WHAT YOU NEED TO DO: Copy out the lines below without changing anything.

Dataset records:
#####

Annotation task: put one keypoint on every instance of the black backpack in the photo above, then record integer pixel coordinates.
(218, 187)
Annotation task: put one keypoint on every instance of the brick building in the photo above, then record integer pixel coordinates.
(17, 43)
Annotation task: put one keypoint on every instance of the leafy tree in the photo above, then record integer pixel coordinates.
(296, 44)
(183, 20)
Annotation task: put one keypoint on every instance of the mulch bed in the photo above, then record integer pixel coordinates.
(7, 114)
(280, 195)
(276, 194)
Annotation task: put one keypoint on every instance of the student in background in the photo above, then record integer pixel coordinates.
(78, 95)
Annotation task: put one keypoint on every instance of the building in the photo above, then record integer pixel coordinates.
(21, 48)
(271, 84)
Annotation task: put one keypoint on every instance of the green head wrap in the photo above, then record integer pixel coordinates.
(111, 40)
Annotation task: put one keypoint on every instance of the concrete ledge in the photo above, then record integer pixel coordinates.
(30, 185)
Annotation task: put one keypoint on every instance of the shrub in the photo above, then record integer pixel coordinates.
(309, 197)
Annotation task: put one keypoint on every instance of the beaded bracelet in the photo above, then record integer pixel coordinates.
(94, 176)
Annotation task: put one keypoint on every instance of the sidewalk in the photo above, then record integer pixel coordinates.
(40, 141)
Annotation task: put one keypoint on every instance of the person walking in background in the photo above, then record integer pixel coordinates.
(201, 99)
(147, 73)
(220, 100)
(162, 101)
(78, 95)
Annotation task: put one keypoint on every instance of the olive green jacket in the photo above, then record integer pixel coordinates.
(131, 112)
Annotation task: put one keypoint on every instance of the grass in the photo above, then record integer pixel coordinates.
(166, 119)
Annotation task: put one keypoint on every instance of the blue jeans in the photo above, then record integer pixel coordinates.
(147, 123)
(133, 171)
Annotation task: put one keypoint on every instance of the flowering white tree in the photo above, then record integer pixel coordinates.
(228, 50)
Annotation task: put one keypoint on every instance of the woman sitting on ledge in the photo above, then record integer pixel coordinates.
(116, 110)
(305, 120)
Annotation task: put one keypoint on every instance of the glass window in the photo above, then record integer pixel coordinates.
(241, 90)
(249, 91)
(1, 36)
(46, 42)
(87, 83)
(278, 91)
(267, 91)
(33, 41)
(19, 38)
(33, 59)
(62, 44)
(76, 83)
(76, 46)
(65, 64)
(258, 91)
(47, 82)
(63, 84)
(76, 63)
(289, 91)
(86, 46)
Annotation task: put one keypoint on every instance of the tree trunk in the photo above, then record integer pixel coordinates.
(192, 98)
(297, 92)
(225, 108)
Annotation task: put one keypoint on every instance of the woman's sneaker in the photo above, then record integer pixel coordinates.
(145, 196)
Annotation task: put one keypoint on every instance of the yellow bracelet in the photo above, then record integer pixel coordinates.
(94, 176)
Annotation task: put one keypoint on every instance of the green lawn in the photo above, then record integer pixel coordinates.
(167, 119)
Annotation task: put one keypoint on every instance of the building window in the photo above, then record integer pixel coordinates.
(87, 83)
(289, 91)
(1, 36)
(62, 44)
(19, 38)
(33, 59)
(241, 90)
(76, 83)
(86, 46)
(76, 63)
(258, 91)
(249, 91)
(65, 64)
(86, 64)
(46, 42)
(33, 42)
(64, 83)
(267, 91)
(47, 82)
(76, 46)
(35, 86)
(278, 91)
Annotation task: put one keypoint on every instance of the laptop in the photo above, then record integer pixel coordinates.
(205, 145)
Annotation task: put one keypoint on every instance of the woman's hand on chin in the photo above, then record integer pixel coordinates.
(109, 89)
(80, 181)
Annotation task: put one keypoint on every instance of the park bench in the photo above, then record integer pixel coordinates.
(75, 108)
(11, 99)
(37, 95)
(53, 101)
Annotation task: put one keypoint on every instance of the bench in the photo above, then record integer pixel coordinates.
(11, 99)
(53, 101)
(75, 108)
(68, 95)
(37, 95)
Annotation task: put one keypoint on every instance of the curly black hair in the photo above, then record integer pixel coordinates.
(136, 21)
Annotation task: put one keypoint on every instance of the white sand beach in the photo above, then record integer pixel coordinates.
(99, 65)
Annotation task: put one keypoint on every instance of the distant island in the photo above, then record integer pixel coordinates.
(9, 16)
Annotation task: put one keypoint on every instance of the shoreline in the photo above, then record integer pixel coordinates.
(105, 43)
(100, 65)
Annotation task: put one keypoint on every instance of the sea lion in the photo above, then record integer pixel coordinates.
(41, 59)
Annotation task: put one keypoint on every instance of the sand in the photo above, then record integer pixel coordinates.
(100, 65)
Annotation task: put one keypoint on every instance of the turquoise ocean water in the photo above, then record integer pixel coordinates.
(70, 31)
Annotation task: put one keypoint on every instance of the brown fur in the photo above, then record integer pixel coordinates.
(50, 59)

#####

ANSWER TO THIS PROBLEM:
Annotation task: put one keypoint on every instance of the black backpack in the photo above, then record integer pixel coordinates.
(218, 187)
Annotation task: put one keypoint on every instance of the brick building in the photo above, then record integer pixel coordinates.
(17, 43)
Annotation task: put one keypoint on every instance of the leafy tree in the photo above, then record integer pixel coordinates.
(296, 44)
(183, 20)
Annotation task: put one keypoint on every instance of the mulch bed in the photo above, then record integer pixel coordinates.
(7, 114)
(280, 195)
(276, 194)
Annotation task: put one keypoint on every instance of the student in background in the photo above, then record integer pixel coordinates.
(78, 95)
Annotation task: put one keypoint on every instance of the building in the photo above, then record integer pixel coordinates.
(21, 48)
(271, 84)
Annotation task: put one keypoint on every instance of the green head wrap in the photo above, then record integer pixel coordinates.
(111, 40)
Annotation task: put one keypoint on every instance of the concrete ledge in the photo above, then record integer pixel coordinates.
(30, 185)
Annotation task: put one keypoint on every instance of the shrub in the photo above, then record integer pixel coordinates.
(309, 197)
Annotation task: put one keypoint on every instance of the beaded bracelet in the photo above, then record integer pixel coordinates.
(94, 176)
Annotation task: put one keypoint on every instance of the sidewalk in the photo above, then record integer pixel coordinates.
(40, 141)
Annotation task: put one keypoint on every instance of the person walking in background in the photo above, then record integer pixel coordinates.
(201, 99)
(147, 73)
(220, 100)
(162, 101)
(78, 95)
Annotation task: put one keypoint on every instance of the olive green jacket in the photo above, then record integer pixel coordinates.
(131, 112)
Annotation task: put one keypoint on every instance of the grass in the photo above, then record integer pixel coordinates.
(166, 119)
Annotation task: put one keypoint on every instance of the blue jeans in the photo above, then record integer pixel coordinates.
(147, 123)
(133, 171)
Annotation task: put one keypoint on every instance of the flowering white tree in the photo above, then record integer pixel coordinates.
(228, 50)
Annotation task: put one keypoint on every instance of the woman sitting on ledge in the photo above, then record integer pixel coordinates.
(116, 110)
(305, 120)
Annotation task: put one keypoint on every instance of the glass window in the photo above, then record integer pixel coordinates.
(241, 90)
(249, 91)
(1, 36)
(46, 42)
(87, 83)
(278, 91)
(267, 91)
(33, 41)
(19, 38)
(33, 59)
(62, 44)
(76, 83)
(76, 46)
(65, 64)
(258, 91)
(47, 82)
(63, 84)
(76, 63)
(289, 91)
(86, 46)
Annotation task: put one keypoint on every instance of the tree trunk in the photo above, then record integer pixel coordinates.
(192, 98)
(297, 92)
(225, 108)
Annotation task: put one keypoint on every instance of the woman's sneaker in the photo above, then record integer pixel coordinates.
(145, 196)
Annotation task: put one keypoint on every instance of the yellow bracelet in the photo above, then record integer pixel coordinates.
(94, 176)
Annotation task: put one keypoint on every instance of the green lawn in the photo above, then record integer pixel coordinates.
(167, 119)
Annotation task: put one keypoint on every instance of the building window in the photo above, then record integer pixel coordinates.
(87, 83)
(289, 91)
(1, 36)
(62, 44)
(19, 38)
(33, 59)
(241, 90)
(76, 83)
(86, 46)
(76, 63)
(258, 91)
(249, 91)
(65, 64)
(86, 64)
(46, 42)
(33, 42)
(64, 83)
(267, 91)
(47, 82)
(76, 46)
(35, 86)
(278, 91)
Annotation task: put one keypoint on every instance of the laptop in the photo above, then record integer pixel coordinates.
(205, 145)
Annotation task: put one keypoint on every instance of the woman's hand on chin in the photo above, then record integer pixel coordinates.
(109, 89)
(80, 181)
Annotation task: put one keypoint on every instance of the park bench in the photo above, then record integer pixel coordinates.
(75, 108)
(11, 99)
(37, 95)
(53, 101)
Annotation task: put one keypoint on every instance of the bench in the photo above, then record integer pixel coordinates.
(11, 99)
(53, 101)
(75, 108)
(68, 95)
(37, 95)
Annotation task: put one keypoint on every instance of the curly black hair in the photo above, then record integer pixel coordinates.
(136, 21)
Annotation task: put one keypoint on every instance of the white sand beach in the photo above, then record integer pixel coordinates.
(99, 65)
Annotation task: put one keypoint on every instance of the distant island in the photo above, then record integer pixel coordinates.
(9, 16)
Annotation task: put one keypoint on every instance of the shoreline in the photo above, then record integer pixel coordinates.
(105, 43)
(100, 65)
Annotation task: put one keypoint on every instance of the sea lion in the photo above, then record integer pixel coordinates.
(41, 59)
Annotation task: put one keypoint on every instance of the sand in the photo above, then record integer pixel coordinates.
(100, 65)
Annotation task: put one keypoint on every instance of the turquoise ocean water in the photo above, then record integer pixel coordinates.
(70, 31)
Annotation task: put one keypoint on every instance of the brown fur in the photo above, then record integer pixel coordinates.
(50, 59)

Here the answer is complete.